#### What is expected
Rewrite the part of the lines that opens with the line containing "Would you mind telling me where the white" and runs through the last line, keeping the requests as they are but shifting every bounding-box coordinate in the answers up by 124.
--- begin Supplied information ---
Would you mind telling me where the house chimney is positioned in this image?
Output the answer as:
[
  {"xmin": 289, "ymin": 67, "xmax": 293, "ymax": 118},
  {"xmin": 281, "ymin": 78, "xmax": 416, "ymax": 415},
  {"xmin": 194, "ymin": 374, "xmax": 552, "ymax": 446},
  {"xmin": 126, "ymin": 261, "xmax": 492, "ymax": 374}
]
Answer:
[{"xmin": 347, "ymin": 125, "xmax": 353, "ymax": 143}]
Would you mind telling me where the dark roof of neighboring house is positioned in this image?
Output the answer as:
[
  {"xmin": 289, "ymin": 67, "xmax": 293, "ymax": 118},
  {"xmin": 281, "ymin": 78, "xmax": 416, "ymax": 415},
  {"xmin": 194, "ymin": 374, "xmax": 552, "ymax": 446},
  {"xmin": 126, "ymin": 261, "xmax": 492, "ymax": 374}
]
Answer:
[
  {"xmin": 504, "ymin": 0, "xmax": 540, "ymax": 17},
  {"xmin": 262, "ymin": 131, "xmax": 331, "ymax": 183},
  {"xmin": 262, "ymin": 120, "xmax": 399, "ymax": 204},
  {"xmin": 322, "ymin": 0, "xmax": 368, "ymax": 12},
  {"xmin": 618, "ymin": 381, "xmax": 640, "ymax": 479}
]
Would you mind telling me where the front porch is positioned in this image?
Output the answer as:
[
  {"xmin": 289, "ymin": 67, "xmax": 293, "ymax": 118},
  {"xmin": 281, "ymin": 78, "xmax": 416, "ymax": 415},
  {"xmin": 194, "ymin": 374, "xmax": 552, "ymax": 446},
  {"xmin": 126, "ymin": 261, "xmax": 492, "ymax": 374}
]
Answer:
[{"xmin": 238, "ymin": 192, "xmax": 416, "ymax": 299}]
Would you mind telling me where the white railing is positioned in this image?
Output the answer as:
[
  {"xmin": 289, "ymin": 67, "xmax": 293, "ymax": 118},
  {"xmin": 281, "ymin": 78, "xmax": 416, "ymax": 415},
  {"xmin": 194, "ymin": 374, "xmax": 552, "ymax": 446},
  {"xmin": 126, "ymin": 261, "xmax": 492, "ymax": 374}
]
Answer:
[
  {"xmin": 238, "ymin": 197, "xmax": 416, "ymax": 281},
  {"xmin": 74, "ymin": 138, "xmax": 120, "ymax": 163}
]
--- end Supplied information ---
#### Expected answer
Would you mind telling me where the white railing is positioned in this image?
Output the answer as:
[
  {"xmin": 289, "ymin": 67, "xmax": 293, "ymax": 118},
  {"xmin": 281, "ymin": 78, "xmax": 416, "ymax": 415},
  {"xmin": 194, "ymin": 374, "xmax": 552, "ymax": 446},
  {"xmin": 126, "ymin": 261, "xmax": 492, "ymax": 374}
]
Answer:
[
  {"xmin": 362, "ymin": 321, "xmax": 540, "ymax": 405},
  {"xmin": 198, "ymin": 262, "xmax": 244, "ymax": 287}
]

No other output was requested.